┌─ Page text

Editor’s note: This article was originally published by myFraternity’s Sports Managing Editor, Brogan Burns. https://myfraternitylife.org/2023/11/09/andrew-gilmer-believes-having-an-open-mind-is-the-key-to-the-college-experience-and-life-after-school/
At halftime of Nicholls State University’s Homecoming football game against Houston Christian University, a king was crowned.
After all of the homecoming court was announced, the highly anticipated moment arrived.
In front of a near full home side, the king’s scepter was handed to Andrew Gilmer of Lockport, La.
Those around Gilmer noticed early on that he could not speak like other kids his age.
“When I was in kindergarten or first grade I couldn’t pronounce some sounds, so I went through speech therapy,” Gilmer said.
In high school, Gilmer had to decide on what he wanted to do in life. After careful consideration, it became clear that speech pathology was his future.
He credits one moment that assured him he was on the correct path.
“[After] I saw a child at a very young age and six months later I saw their progress, I fell in love with it.”
His interest in speech therapy has led Gilmer to a love of sign language.
“I love sign language,” Gilmer said. “I’ve been taking [sign language] classes with Stephanie Authement for the past two semesters and I’m big into sign language.”
Sigma Alpha Epsilon fraternity has been an important part of Gilmer’s college experience. He credits the fraternity and his older fraternity brothers for helping him grow and introducing him to new opportunities.
“When I came into Sigma Alpha Epsilon, I looked up to the older guys who were brother figures. They exposed me to so many opportunities for my life,” Gilmer said. “ I got to work with the Upside Downs club, which works well with speech pathology.”
For those who are unfamiliar with Upside Downs, it is an organization devoted to helping the down syndrome community.
When talking about SAE, Gilmer was slightly emotional because he believes the fraternity made him the person he is today.
“In high school, I had a lot of people who weren’t friendly to me which is in the past, but I came into [college] with an open mind and found SAE then found some of my closest friends,” Gilmer said. “I am eternally grateful because I would not be where I am now without them. I don’t know where I would be without my friends, family, and girlfriend because of SAE.”
Gilmer has made the most of his time in college by joining clubs and organizations. Gilmer is a member of the Colonel Catholics Association, Order of Omega, Nicholls Honors Program and vice president of National Student’s Speech-Language Hearing Association.
As a member of SAE, Gilmer has held the position of Brotherly Chair, Philanthropy Chair, Health and Safety Chair, and Bridge to Independence Chair.

└─
┌─ Data section

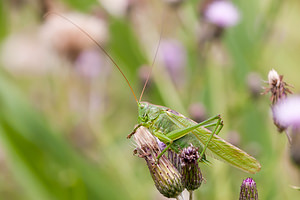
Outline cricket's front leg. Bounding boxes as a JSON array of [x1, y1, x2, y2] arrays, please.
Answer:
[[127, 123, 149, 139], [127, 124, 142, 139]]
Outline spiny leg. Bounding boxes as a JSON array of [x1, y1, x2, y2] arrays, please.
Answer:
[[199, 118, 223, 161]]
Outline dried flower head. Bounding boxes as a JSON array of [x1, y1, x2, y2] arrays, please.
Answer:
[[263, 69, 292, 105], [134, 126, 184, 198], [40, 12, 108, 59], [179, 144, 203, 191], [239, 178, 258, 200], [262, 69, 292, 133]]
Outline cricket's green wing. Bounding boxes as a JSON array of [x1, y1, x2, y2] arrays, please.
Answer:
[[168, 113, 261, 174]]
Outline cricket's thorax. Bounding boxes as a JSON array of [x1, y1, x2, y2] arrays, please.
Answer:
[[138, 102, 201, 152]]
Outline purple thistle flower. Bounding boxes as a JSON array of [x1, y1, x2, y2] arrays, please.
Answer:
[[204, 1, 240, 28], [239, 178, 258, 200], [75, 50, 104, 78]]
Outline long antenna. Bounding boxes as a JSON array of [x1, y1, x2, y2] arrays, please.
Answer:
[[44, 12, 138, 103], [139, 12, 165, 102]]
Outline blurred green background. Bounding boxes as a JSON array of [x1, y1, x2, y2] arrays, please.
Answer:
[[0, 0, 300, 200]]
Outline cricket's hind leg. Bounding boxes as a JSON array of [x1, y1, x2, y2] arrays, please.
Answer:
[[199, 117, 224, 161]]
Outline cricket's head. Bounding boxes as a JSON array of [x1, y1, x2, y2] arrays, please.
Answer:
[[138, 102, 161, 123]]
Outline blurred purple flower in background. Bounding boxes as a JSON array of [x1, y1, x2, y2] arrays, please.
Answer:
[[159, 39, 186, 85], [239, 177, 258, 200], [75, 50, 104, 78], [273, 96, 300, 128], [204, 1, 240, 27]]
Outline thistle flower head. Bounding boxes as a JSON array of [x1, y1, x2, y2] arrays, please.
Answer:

└─
┌─ Data section

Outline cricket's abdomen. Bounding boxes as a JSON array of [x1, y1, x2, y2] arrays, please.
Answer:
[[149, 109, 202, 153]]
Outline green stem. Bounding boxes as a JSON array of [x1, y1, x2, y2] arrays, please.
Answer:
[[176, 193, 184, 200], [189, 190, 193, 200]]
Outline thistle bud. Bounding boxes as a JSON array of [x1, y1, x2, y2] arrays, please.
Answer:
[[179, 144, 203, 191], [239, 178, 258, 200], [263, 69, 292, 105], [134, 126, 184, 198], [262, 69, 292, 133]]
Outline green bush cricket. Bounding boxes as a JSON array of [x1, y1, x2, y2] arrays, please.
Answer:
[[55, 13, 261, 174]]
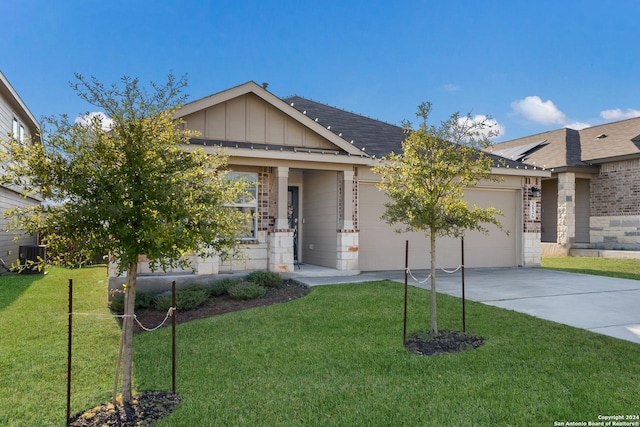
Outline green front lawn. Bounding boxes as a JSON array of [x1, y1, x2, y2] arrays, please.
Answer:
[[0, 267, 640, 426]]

└─

Task objective: Reproduce word for word the stretch of the Gilmer article from "In front of" through "kids his age.". Work from the Gilmer article alone and set the data aside.

Solution to this task:
In front of a near full home side, the king’s scepter was handed to Andrew Gilmer of Lockport, La.
Those around Gilmer noticed early on that he could not speak like other kids his age.